ASSIGNMENT. Skipping any pictures, repeat exactly and only the lines from the one that holds "Would you mind annotating the black beetle" to the last line of the material, both included.

"""

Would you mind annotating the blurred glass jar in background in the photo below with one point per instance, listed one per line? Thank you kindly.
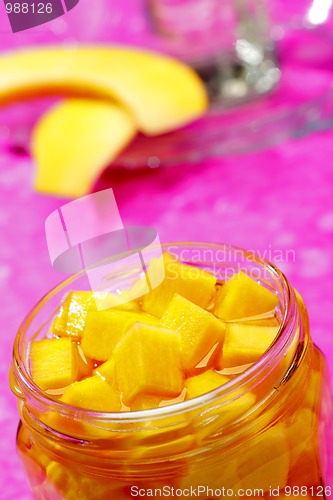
(227, 41)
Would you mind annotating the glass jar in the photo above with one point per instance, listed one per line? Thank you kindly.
(266, 432)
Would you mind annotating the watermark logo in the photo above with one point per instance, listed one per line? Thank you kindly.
(88, 235)
(26, 14)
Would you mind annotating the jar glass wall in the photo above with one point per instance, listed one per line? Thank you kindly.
(267, 432)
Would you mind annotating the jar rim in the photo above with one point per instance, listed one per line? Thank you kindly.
(283, 338)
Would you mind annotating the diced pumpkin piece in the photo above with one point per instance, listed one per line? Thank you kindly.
(190, 282)
(264, 463)
(53, 363)
(92, 393)
(199, 330)
(243, 297)
(147, 360)
(75, 141)
(245, 343)
(146, 401)
(71, 318)
(72, 484)
(104, 329)
(304, 450)
(161, 93)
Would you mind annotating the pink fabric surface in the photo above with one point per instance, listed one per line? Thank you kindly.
(274, 201)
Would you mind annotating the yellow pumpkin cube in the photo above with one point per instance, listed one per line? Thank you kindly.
(53, 363)
(147, 361)
(199, 329)
(203, 383)
(92, 393)
(225, 413)
(242, 297)
(245, 343)
(104, 329)
(188, 281)
(264, 463)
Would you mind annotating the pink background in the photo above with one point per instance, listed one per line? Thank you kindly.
(277, 200)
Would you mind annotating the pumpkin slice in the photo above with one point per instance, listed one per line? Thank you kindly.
(190, 282)
(92, 393)
(161, 93)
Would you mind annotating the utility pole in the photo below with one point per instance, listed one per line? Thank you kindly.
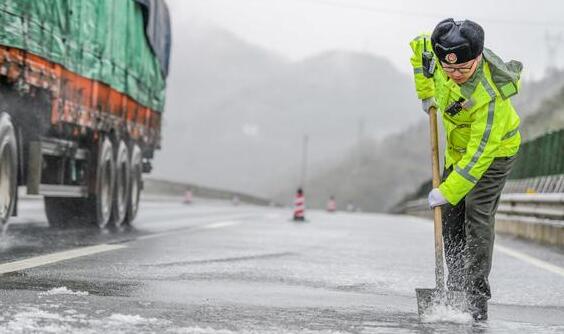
(553, 44)
(305, 142)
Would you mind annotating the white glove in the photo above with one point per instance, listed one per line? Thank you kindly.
(436, 198)
(428, 103)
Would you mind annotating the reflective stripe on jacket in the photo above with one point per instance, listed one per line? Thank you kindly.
(486, 128)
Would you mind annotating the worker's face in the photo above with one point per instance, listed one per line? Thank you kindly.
(460, 73)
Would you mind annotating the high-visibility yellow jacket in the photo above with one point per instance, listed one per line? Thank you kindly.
(487, 127)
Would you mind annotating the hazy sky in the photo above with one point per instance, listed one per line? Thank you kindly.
(300, 28)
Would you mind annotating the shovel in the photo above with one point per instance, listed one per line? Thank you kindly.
(427, 299)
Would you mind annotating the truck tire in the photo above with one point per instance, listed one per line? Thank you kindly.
(97, 208)
(8, 167)
(123, 181)
(136, 183)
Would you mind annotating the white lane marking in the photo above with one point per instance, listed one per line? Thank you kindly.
(42, 260)
(532, 260)
(220, 224)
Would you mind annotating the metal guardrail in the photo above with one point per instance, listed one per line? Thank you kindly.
(543, 206)
(533, 216)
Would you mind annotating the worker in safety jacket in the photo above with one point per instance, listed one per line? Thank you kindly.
(471, 88)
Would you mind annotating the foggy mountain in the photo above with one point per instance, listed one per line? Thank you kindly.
(236, 114)
(381, 173)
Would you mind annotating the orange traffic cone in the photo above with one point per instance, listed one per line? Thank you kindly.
(188, 197)
(331, 204)
(299, 206)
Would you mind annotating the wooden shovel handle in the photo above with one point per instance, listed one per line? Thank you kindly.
(439, 266)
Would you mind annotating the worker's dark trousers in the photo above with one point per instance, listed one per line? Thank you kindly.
(468, 231)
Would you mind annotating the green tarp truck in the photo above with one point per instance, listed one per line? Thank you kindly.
(82, 91)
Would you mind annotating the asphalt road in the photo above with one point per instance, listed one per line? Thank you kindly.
(212, 267)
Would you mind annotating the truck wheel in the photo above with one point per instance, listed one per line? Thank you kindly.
(121, 197)
(94, 210)
(101, 202)
(8, 168)
(136, 183)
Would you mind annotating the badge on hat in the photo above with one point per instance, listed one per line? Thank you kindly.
(451, 58)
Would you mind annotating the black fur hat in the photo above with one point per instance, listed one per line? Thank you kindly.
(456, 42)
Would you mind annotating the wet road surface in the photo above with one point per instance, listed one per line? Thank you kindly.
(215, 268)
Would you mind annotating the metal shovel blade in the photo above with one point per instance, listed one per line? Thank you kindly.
(428, 299)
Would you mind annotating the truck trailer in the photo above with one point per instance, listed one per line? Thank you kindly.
(82, 92)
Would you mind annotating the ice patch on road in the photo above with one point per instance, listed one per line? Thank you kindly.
(442, 313)
(209, 330)
(63, 291)
(131, 319)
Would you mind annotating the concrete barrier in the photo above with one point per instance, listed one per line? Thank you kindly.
(152, 186)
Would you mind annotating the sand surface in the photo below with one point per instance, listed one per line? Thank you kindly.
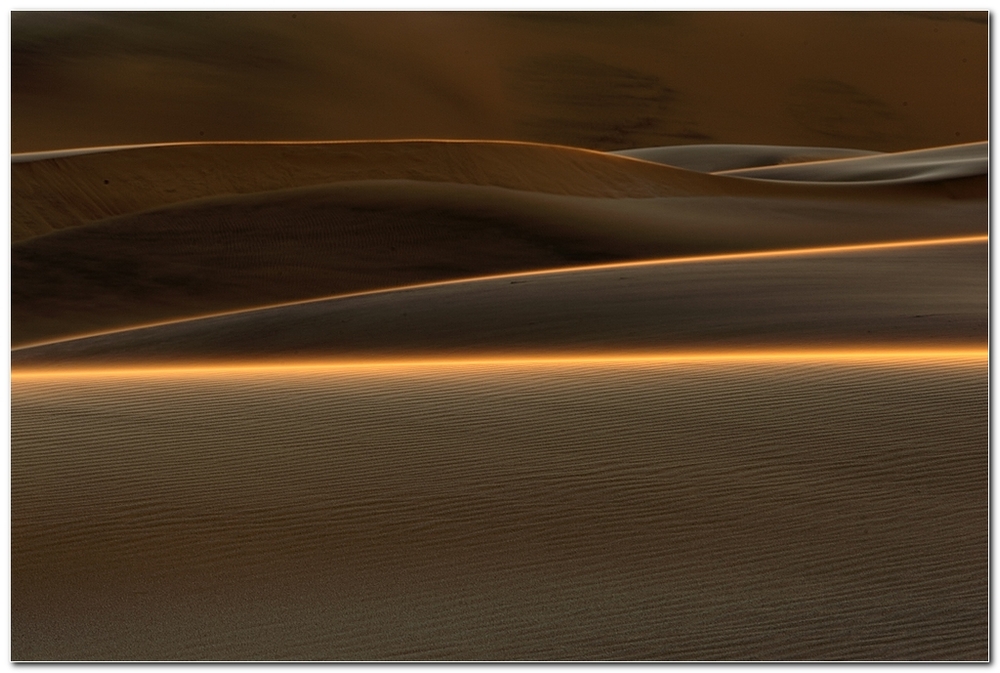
(499, 336)
(939, 163)
(889, 296)
(709, 158)
(182, 231)
(723, 511)
(870, 80)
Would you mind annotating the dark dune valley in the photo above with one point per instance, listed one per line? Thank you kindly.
(499, 336)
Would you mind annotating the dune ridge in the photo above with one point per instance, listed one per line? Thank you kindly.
(56, 193)
(711, 158)
(504, 513)
(937, 163)
(927, 294)
(230, 252)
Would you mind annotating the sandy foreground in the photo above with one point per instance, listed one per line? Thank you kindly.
(740, 510)
(499, 336)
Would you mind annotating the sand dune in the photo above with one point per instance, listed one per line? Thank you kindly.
(916, 295)
(235, 252)
(874, 80)
(711, 158)
(587, 512)
(517, 336)
(52, 194)
(938, 163)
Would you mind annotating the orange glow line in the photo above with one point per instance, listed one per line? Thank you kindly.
(717, 257)
(922, 356)
(80, 151)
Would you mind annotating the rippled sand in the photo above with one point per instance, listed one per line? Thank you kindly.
(663, 511)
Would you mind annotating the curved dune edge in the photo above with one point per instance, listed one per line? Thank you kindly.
(56, 193)
(712, 158)
(928, 297)
(520, 275)
(959, 355)
(236, 252)
(914, 166)
(721, 511)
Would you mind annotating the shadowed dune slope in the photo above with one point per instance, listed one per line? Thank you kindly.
(603, 80)
(51, 194)
(62, 192)
(937, 163)
(712, 158)
(723, 512)
(919, 296)
(238, 252)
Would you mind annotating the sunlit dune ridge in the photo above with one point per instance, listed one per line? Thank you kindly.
(894, 356)
(726, 509)
(94, 185)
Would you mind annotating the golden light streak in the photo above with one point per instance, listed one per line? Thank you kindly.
(22, 157)
(634, 264)
(921, 356)
(79, 151)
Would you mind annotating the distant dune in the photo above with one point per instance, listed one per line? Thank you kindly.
(881, 81)
(939, 163)
(709, 158)
(188, 230)
(470, 336)
(727, 511)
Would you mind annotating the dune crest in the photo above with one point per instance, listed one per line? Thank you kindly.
(711, 158)
(928, 295)
(936, 163)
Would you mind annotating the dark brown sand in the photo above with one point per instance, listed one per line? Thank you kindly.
(683, 512)
(300, 465)
(870, 80)
(421, 212)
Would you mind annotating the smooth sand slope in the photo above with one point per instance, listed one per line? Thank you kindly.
(888, 296)
(464, 210)
(708, 158)
(717, 511)
(938, 163)
(51, 194)
(875, 80)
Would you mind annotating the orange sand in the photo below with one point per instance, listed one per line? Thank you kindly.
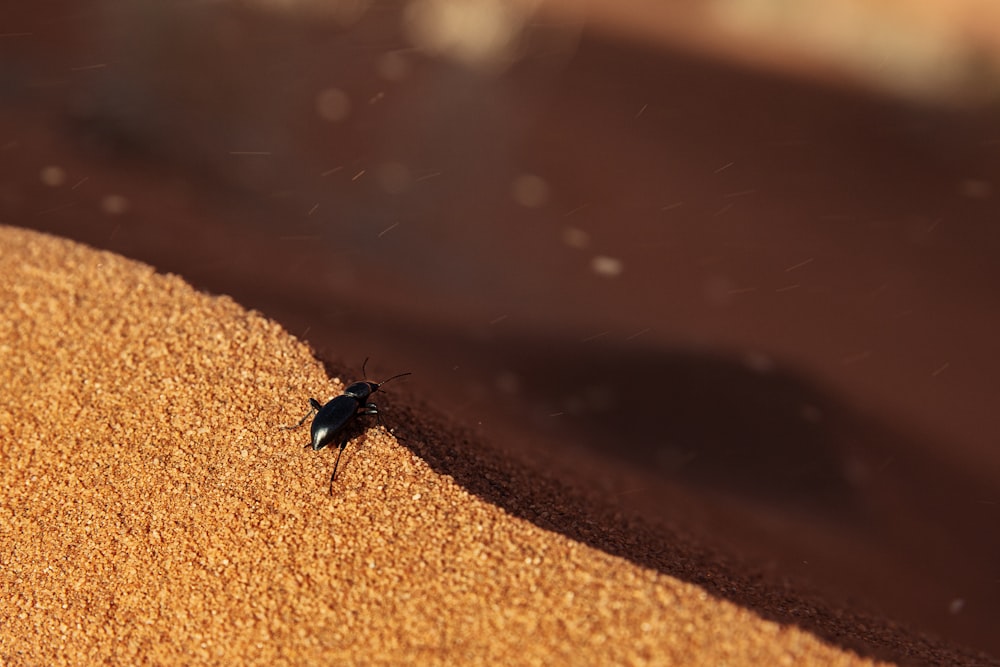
(152, 509)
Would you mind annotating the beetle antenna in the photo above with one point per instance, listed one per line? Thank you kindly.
(379, 384)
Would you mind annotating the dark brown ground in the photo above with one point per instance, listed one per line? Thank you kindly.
(788, 395)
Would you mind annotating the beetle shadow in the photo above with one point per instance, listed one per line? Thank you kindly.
(714, 428)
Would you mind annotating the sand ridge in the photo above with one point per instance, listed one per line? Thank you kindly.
(152, 509)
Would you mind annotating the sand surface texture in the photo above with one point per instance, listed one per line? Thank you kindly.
(153, 510)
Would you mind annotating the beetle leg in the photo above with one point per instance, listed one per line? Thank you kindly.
(340, 450)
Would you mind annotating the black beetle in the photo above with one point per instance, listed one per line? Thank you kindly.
(333, 418)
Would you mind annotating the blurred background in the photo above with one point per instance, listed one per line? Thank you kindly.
(729, 264)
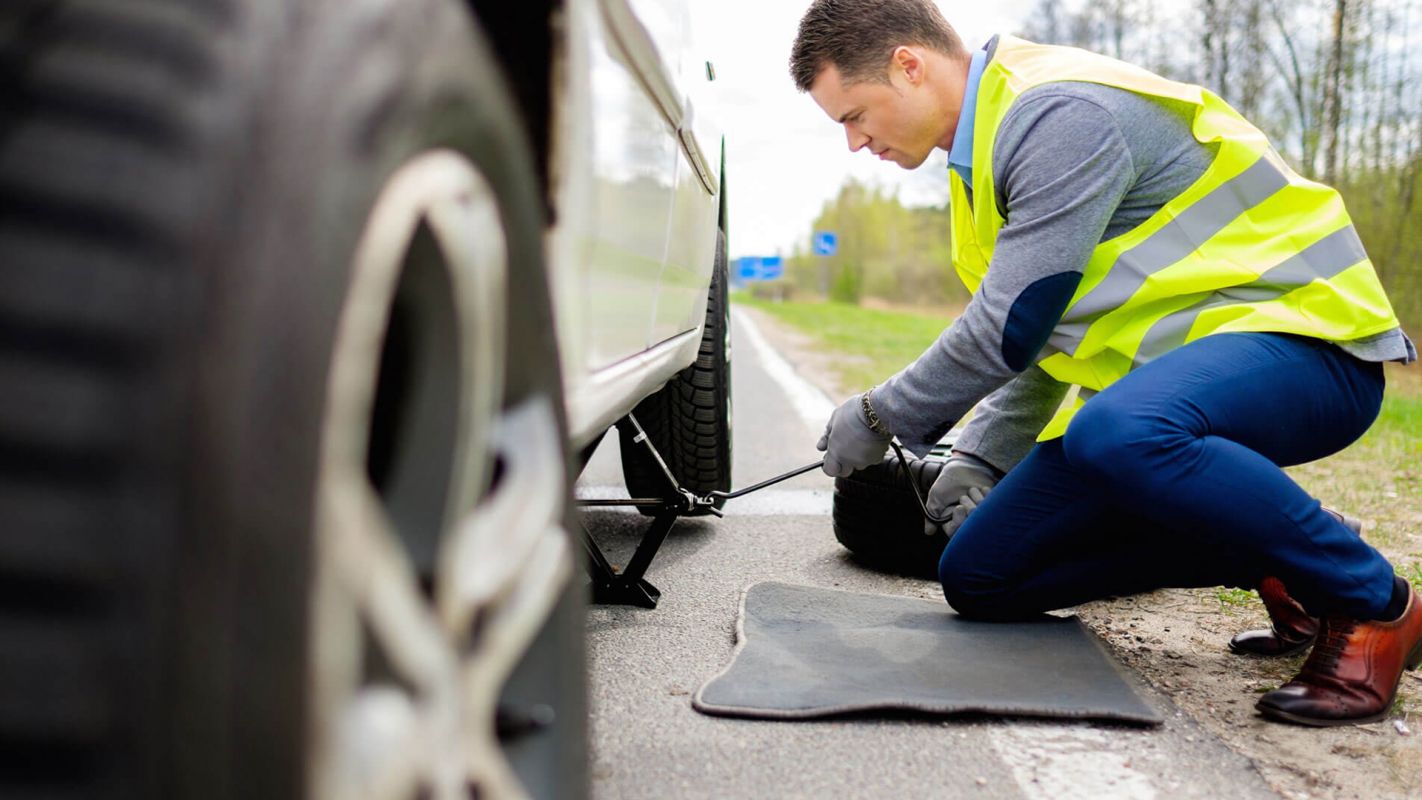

"""

SOLUTION FOR THIS PROBLEM.
Would you mind annotating the black beetle in the photo above with one point per instance, listed one per line? Thank you kindly.
(333, 418)
Would you mind annotating the blurred background in the photo above with one point per instance, listed one per line? Thank you kindly.
(729, 264)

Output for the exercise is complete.